╭─ Extracted material
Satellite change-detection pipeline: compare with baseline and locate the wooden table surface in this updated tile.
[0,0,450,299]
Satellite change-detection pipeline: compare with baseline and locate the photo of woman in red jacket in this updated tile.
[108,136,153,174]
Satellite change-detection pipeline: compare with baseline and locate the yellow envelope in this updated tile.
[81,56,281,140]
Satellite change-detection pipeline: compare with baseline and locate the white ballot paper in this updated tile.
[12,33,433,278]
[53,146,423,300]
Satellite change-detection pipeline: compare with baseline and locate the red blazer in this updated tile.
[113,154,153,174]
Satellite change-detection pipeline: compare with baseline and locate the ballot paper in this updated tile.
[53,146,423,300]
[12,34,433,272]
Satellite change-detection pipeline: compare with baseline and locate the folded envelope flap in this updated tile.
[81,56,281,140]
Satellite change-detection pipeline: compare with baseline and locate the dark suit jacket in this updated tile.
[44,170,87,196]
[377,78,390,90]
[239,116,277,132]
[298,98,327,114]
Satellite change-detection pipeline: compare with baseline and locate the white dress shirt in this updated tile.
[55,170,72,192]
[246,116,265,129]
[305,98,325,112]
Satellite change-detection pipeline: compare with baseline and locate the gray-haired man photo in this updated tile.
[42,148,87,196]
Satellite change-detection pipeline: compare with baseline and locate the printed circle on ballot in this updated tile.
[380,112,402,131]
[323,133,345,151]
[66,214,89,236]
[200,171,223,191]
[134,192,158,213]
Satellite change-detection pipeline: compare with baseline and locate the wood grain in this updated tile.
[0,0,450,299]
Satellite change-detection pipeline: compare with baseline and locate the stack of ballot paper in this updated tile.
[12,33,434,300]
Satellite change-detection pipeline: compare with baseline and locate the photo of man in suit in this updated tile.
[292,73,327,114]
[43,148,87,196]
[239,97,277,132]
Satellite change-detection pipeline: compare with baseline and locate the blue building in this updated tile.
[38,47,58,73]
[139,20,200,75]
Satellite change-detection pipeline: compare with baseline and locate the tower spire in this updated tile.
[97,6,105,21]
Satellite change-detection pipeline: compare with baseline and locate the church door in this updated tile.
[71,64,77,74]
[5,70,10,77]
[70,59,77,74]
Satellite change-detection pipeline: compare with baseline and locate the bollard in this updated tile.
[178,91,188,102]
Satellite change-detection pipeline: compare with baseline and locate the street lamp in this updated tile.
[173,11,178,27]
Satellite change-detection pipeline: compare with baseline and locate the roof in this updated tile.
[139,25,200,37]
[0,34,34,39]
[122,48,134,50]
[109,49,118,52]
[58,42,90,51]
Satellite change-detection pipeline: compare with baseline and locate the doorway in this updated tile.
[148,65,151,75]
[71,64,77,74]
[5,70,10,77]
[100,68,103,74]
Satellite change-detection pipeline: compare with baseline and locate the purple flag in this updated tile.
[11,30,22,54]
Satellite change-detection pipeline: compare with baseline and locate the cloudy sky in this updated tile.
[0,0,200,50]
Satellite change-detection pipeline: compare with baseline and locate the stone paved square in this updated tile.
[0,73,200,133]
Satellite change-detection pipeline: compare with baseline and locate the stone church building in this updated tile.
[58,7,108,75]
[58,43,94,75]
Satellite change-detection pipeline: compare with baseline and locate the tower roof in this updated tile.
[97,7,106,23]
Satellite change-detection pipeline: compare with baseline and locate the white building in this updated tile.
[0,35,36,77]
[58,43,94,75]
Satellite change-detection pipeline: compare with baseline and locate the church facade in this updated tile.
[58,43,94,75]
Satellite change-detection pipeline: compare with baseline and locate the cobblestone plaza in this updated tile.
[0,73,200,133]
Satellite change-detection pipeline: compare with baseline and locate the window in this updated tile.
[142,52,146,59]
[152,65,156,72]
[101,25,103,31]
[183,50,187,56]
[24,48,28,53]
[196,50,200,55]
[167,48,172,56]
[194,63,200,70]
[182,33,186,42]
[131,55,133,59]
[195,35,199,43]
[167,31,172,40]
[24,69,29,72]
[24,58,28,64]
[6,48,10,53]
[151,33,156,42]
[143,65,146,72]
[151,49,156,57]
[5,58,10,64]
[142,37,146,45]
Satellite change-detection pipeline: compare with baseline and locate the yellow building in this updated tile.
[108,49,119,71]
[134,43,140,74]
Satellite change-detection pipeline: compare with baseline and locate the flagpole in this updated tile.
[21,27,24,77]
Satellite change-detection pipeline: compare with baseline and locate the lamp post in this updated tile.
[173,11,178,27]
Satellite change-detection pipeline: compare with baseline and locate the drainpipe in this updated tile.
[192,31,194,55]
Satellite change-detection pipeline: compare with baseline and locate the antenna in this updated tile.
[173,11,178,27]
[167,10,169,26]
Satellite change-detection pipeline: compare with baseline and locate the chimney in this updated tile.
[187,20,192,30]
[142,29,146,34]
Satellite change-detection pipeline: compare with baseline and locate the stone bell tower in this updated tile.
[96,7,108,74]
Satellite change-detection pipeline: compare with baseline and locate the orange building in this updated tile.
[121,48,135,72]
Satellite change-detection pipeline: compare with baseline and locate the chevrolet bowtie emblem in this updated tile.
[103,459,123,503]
╰─
Copy all of the records above line for line, leaving every character unchanged.

• Solution to the exercise
Satellite change-detection pipeline: compare with baseline and locate the wooden table surface in this updated tile.
[0,0,450,299]
Satellite change-detection pipeline: compare with baseline and locate the photo of woman in red jacket in this updated tile.
[108,136,153,174]
Satellite change-detection pipeline: compare with baseline and locate the yellow envelope in this updated tile.
[81,56,281,140]
Satellite change-detection pipeline: compare with baseline and locate the white ballot paper in this updated tile.
[12,33,433,278]
[53,146,423,300]
Satellite change-detection pipeline: compare with baseline and locate the red blazer in this updated tile.
[113,154,153,174]
Satellite change-detection pipeline: compare with baseline and locate the ballot paper in this updated tile.
[53,146,423,300]
[12,34,433,272]
Satellite change-detection pipeline: compare with baseline and locate the folded envelope flap in this updated tile.
[81,56,281,140]
Satellite change-detection pipeline: compare with baseline and locate the dark suit jacket in this updated tile.
[44,170,87,196]
[377,78,390,90]
[239,116,277,132]
[298,98,327,114]
Satellite change-detection pipeline: compare with baseline and locate the white dress shirt in this updated tile.
[55,170,72,192]
[246,116,265,129]
[305,98,325,112]
Satellite change-detection pipeline: compare with baseline and locate the gray-haired man photo in this updated tile.
[42,148,87,196]
Satellite change-detection pipeline: compare with baseline and locate the printed circle on ballot in this updated tile.
[380,112,402,131]
[323,133,345,151]
[66,214,89,236]
[200,171,223,191]
[134,192,158,213]
Satellite change-detection pipeline: compare with baseline and locate the wood grain in this updated tile.
[0,0,450,299]
Satellite change-detection pipeline: compare with baseline and locate the stack of ballot paper in this updated tile.
[12,33,434,300]
Satellite change-detection pipeline: compare with baseline and locate the photo of man in suit in this updated tile.
[292,73,327,114]
[43,148,87,196]
[239,97,277,132]
Satellite change-detection pipeline: compare with baseline and locate the blue building in this updated tile.
[38,47,58,73]
[139,20,200,75]
Satellite change-detection pipeline: compare with baseline and locate the tower spire in this updated tile.
[97,6,105,21]
Satellite change-detection pipeline: compare with baseline and locate the church door in this updated tile.
[71,64,77,74]
[5,70,10,77]
[70,59,77,74]
Satellite change-detection pipeline: compare with baseline and locate the bollard in this updated tile.
[178,91,188,102]
Satellite change-detection pipeline: compare with baseline and locate the street lamp in this updated tile.
[173,11,178,27]
Satellite change-detection pipeline: compare with baseline and locate the roof in this updated tile.
[139,25,200,37]
[0,34,34,39]
[122,48,134,50]
[109,49,118,52]
[58,42,90,51]
Satellite change-detection pipeline: compare with baseline and locate the doorway in this updated tile.
[148,65,151,75]
[71,64,77,74]
[5,70,10,77]
[100,68,103,74]
Satellite change-detection pipeline: compare with baseline and locate the purple flag in this updated tile.
[11,30,22,54]
Satellite change-detection pipeline: compare with baseline and locate the cloudy sky in this updated tile.
[0,0,200,50]
Satellite change-detection pipeline: compare with baseline and locate the stone paved square in this updated tile.
[0,73,200,133]
Satellite change-detection pipeline: compare with baseline and locate the stone church building in this updated tile.
[58,7,108,75]
[58,43,94,75]
Satellite change-detection pipeline: compare with baseline and locate the tower roof in this updated tile.
[97,7,106,23]
Satellite change-detection pipeline: compare with baseline and locate the white building in this updated tile.
[0,35,36,77]
[58,43,94,75]
Satellite change-detection pipeline: compare with baseline and locate the church facade in this updated tile.
[58,43,94,75]
Satellite change-detection pipeline: compare with baseline and locate the cobblestone plaza in this updated tile.
[0,73,200,133]
Satellite change-detection pipeline: compare with baseline and locate the window in this updated tile.
[142,52,146,59]
[152,65,156,72]
[101,25,103,31]
[183,50,187,56]
[24,48,28,53]
[196,50,200,55]
[167,48,172,56]
[194,63,200,70]
[182,33,186,42]
[131,55,133,59]
[195,35,199,43]
[167,31,172,40]
[24,69,29,72]
[24,58,28,64]
[6,48,10,53]
[151,33,156,42]
[143,65,146,72]
[151,49,156,57]
[5,58,10,64]
[142,37,146,45]
Satellite change-detection pipeline: compare with baseline and locate the yellow building in this updated tile.
[108,49,119,71]
[134,43,140,74]
Satellite change-detection pipeline: compare with baseline and locate the flagpole in this updated tile.
[21,27,24,77]
Satellite change-detection pipeline: compare with baseline and locate the lamp post in this updated tile.
[173,11,178,27]
Satellite change-detection pipeline: compare with baseline and locate the drainpipe in this updated tile.
[192,31,194,55]
Satellite change-detection pipeline: compare with baseline and locate the antenna in this updated tile.
[173,11,178,27]
[167,10,169,26]
Satellite change-detection pipeline: compare with baseline and locate the chimney in this updated tile.
[187,20,192,30]
[142,29,146,34]
Satellite change-detection pipeline: compare with baseline and locate the stone bell tower in this updated tile.
[96,7,108,74]
Satellite change-detection pipeline: compare with baseline and locate the orange building in this updated tile.
[121,48,135,72]
Satellite change-detection pipeline: compare with baseline and locate the chevrolet bowtie emblem in this updated tile.
[103,459,123,503]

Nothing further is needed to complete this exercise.